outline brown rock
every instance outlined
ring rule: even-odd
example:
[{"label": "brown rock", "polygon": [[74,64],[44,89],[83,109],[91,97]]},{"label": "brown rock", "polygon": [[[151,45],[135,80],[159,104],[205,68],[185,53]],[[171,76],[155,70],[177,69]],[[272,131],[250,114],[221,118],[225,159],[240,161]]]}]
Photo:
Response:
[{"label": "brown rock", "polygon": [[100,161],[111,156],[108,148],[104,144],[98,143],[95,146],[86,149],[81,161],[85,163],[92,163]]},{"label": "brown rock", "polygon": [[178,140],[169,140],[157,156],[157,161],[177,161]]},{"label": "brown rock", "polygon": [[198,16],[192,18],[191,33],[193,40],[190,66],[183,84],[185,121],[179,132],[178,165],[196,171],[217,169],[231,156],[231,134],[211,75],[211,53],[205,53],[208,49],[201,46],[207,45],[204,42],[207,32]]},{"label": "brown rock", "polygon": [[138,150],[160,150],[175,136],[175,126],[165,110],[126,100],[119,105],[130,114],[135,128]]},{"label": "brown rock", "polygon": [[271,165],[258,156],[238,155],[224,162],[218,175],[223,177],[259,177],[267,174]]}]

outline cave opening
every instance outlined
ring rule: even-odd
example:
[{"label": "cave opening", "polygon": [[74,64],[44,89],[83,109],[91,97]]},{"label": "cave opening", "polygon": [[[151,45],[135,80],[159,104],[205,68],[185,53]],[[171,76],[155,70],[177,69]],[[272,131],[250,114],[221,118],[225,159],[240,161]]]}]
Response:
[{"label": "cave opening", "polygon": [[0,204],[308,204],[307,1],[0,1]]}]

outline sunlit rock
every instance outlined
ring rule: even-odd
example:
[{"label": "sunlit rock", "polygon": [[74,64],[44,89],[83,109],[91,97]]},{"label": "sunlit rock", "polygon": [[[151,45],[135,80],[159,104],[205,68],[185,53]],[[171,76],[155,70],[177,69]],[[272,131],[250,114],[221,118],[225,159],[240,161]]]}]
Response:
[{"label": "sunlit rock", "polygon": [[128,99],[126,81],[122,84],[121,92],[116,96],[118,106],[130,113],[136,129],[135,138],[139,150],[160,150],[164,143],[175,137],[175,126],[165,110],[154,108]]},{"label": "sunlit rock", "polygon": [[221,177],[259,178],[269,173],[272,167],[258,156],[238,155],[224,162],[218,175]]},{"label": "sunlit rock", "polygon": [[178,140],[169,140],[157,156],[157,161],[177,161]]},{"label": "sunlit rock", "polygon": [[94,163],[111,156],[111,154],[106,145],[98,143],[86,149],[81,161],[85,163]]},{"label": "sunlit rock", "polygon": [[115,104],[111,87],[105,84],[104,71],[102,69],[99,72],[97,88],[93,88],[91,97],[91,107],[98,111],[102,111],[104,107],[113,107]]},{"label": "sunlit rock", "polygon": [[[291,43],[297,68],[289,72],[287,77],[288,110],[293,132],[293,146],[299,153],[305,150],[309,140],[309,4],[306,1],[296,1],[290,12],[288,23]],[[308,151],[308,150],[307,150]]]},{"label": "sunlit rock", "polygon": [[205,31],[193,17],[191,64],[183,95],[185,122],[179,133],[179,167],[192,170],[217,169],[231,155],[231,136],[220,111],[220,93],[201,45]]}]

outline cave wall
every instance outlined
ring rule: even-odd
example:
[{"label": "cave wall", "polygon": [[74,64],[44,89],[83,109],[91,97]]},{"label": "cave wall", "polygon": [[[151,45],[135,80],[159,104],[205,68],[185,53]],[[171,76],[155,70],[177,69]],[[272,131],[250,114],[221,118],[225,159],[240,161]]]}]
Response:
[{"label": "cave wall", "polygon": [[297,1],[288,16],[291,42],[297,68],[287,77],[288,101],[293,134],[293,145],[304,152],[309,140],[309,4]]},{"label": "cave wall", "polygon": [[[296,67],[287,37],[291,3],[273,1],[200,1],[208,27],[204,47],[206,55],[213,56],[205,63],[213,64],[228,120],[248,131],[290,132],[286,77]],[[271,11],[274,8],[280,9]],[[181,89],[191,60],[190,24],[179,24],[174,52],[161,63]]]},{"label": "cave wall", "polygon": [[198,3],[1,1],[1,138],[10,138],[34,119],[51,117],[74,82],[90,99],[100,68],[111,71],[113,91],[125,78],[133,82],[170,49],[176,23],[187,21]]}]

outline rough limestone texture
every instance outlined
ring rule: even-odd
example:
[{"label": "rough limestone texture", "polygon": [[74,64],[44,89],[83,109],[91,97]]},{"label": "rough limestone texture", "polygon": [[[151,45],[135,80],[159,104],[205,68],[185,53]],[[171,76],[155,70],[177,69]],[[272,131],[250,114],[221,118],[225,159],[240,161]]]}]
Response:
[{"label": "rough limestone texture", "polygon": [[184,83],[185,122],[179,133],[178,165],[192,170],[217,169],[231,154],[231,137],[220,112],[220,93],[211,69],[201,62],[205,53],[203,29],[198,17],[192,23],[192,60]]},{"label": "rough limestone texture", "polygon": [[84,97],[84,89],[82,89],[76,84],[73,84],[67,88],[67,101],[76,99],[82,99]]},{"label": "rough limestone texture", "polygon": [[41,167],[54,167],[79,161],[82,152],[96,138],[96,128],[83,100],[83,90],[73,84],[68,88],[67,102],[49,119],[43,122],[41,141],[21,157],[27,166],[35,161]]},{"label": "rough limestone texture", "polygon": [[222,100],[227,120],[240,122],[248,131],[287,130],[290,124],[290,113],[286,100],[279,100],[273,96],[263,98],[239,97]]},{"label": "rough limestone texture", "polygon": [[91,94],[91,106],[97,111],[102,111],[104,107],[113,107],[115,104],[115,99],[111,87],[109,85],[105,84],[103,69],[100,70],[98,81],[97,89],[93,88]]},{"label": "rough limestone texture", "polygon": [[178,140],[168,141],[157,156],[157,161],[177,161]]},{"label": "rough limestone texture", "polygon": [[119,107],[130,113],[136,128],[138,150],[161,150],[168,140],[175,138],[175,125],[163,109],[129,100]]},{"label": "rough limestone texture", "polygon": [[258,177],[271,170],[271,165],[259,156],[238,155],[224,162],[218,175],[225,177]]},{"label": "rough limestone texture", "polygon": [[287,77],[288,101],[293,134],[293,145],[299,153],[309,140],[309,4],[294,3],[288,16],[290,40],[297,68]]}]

○ ○ ○ ○

- _The request_
Can you update the listing above by replacing "every instance outlined" with "all instances outlined" and reproduce it with everything else left unchanged?

- _Correct output_
outline brown rock
all instances outlined
ring rule: even-odd
example:
[{"label": "brown rock", "polygon": [[74,64],[44,89],[83,109],[91,97]]},{"label": "brown rock", "polygon": [[[151,45],[135,80],[159,104],[205,68],[185,53]],[[171,76],[155,70],[177,69]],[[272,131],[250,114],[221,118],[225,159],[240,161]]]}]
Photo:
Response:
[{"label": "brown rock", "polygon": [[100,161],[111,156],[108,148],[104,144],[98,143],[95,146],[86,149],[81,161],[85,163],[92,163]]},{"label": "brown rock", "polygon": [[178,140],[169,140],[157,156],[157,161],[177,161]]},{"label": "brown rock", "polygon": [[198,16],[192,18],[191,33],[193,40],[190,66],[183,84],[185,121],[179,132],[178,165],[196,171],[217,169],[231,156],[231,134],[211,75],[211,53],[205,53],[208,49],[201,46],[207,45],[204,42],[207,32]]},{"label": "brown rock", "polygon": [[138,150],[160,150],[175,136],[175,126],[165,110],[126,100],[119,105],[130,114],[135,128]]},{"label": "brown rock", "polygon": [[271,165],[258,156],[238,155],[224,162],[218,175],[223,177],[259,177],[267,174]]}]

outline cave opening
all instances outlined
ring rule: even-odd
example:
[{"label": "cave opening", "polygon": [[74,64],[44,89],[83,109],[91,97]]},{"label": "cave opening", "polygon": [[[151,45],[135,80],[159,104],[205,68],[185,53]],[[171,76],[155,70],[177,69]],[[272,131],[250,114],[221,118],[225,159],[240,161]]]}]
Response:
[{"label": "cave opening", "polygon": [[0,204],[308,204],[307,1],[0,1]]}]

outline sunlit rock
all instances outlined
ring rule: even-odd
example:
[{"label": "sunlit rock", "polygon": [[74,64],[44,89],[83,109],[91,97]]},{"label": "sunlit rock", "polygon": [[[151,45],[135,80],[159,104],[205,68],[185,53]],[[171,76],[155,70],[177,69]],[[272,131],[250,114],[221,118],[225,159],[240,161]]]}]
Response:
[{"label": "sunlit rock", "polygon": [[128,99],[126,81],[122,84],[121,92],[116,96],[118,106],[130,113],[136,129],[135,138],[139,150],[160,150],[164,143],[175,137],[175,126],[165,110],[154,108]]},{"label": "sunlit rock", "polygon": [[221,177],[259,178],[269,173],[272,167],[258,156],[238,155],[224,162],[218,175]]},{"label": "sunlit rock", "polygon": [[178,140],[169,140],[157,156],[157,161],[177,161]]},{"label": "sunlit rock", "polygon": [[94,163],[111,156],[111,154],[106,145],[98,143],[86,149],[81,161],[85,163]]},{"label": "sunlit rock", "polygon": [[115,104],[111,87],[105,84],[104,71],[102,69],[99,72],[97,88],[93,88],[91,97],[91,107],[98,111],[102,111],[104,107],[113,107]]},{"label": "sunlit rock", "polygon": [[[291,43],[297,68],[289,72],[287,77],[288,110],[293,132],[293,146],[299,153],[305,150],[309,140],[309,4],[306,1],[296,1],[290,12],[288,23]],[[308,151],[308,150],[307,150]]]},{"label": "sunlit rock", "polygon": [[205,31],[193,17],[191,64],[183,95],[185,122],[179,133],[179,167],[192,170],[217,169],[231,155],[231,136],[220,111],[220,93],[201,45]]}]

outline cave wall
all instances outlined
ring rule: even-odd
example:
[{"label": "cave wall", "polygon": [[74,64],[44,89],[83,109],[91,97]]},{"label": "cave wall", "polygon": [[[151,45],[135,80],[159,104],[205,68],[185,53]],[[171,76],[155,70],[177,69]],[[272,131],[250,114],[221,118],[225,159],[240,161]]]}]
Response:
[{"label": "cave wall", "polygon": [[297,1],[288,16],[291,42],[297,68],[287,77],[288,101],[293,134],[293,145],[304,152],[309,140],[309,4]]},{"label": "cave wall", "polygon": [[[296,67],[287,37],[291,3],[273,1],[200,1],[208,27],[204,47],[206,55],[213,56],[205,63],[213,64],[228,120],[248,131],[290,132],[286,77]],[[271,11],[274,8],[280,9]],[[181,89],[191,60],[190,24],[179,24],[174,52],[161,63]]]},{"label": "cave wall", "polygon": [[198,3],[1,1],[1,138],[10,138],[34,119],[51,117],[74,82],[90,99],[100,68],[111,71],[113,91],[125,78],[133,82],[170,49],[176,23],[187,21]]}]

outline rough limestone texture
all instances outlined
ring rule: even-odd
example:
[{"label": "rough limestone texture", "polygon": [[74,64],[44,89],[83,109],[91,97]]},{"label": "rough limestone texture", "polygon": [[[151,45],[135,80],[159,104],[205,68],[185,53]],[[171,76],[155,70],[177,69]],[[272,131],[250,114],[221,118],[225,159],[240,161]]]}]
Response:
[{"label": "rough limestone texture", "polygon": [[184,83],[185,122],[179,133],[178,165],[192,170],[217,169],[231,154],[231,137],[220,112],[220,93],[211,69],[201,62],[205,53],[203,29],[198,17],[192,23],[192,60]]},{"label": "rough limestone texture", "polygon": [[84,97],[84,89],[82,89],[76,84],[73,84],[67,88],[67,101],[76,99],[82,99]]},{"label": "rough limestone texture", "polygon": [[41,167],[54,167],[79,161],[82,152],[96,138],[96,128],[83,100],[83,90],[73,84],[68,88],[67,102],[49,119],[43,122],[41,141],[21,157],[27,166],[35,161]]},{"label": "rough limestone texture", "polygon": [[222,100],[227,120],[240,122],[248,131],[287,130],[290,124],[290,113],[286,100],[279,100],[273,96],[263,98],[239,97]]},{"label": "rough limestone texture", "polygon": [[91,94],[91,106],[97,111],[102,111],[104,107],[113,107],[115,104],[115,99],[111,87],[109,85],[105,84],[103,69],[100,70],[98,81],[97,89],[93,88]]},{"label": "rough limestone texture", "polygon": [[178,140],[168,141],[157,156],[157,161],[177,161]]},{"label": "rough limestone texture", "polygon": [[119,107],[130,113],[136,128],[138,150],[161,150],[168,140],[175,138],[175,125],[163,109],[129,100]]},{"label": "rough limestone texture", "polygon": [[258,177],[271,170],[271,165],[259,156],[238,155],[224,162],[218,175],[225,177]]},{"label": "rough limestone texture", "polygon": [[287,77],[288,101],[293,134],[293,145],[299,153],[309,140],[309,4],[294,3],[288,16],[290,40],[297,68]]}]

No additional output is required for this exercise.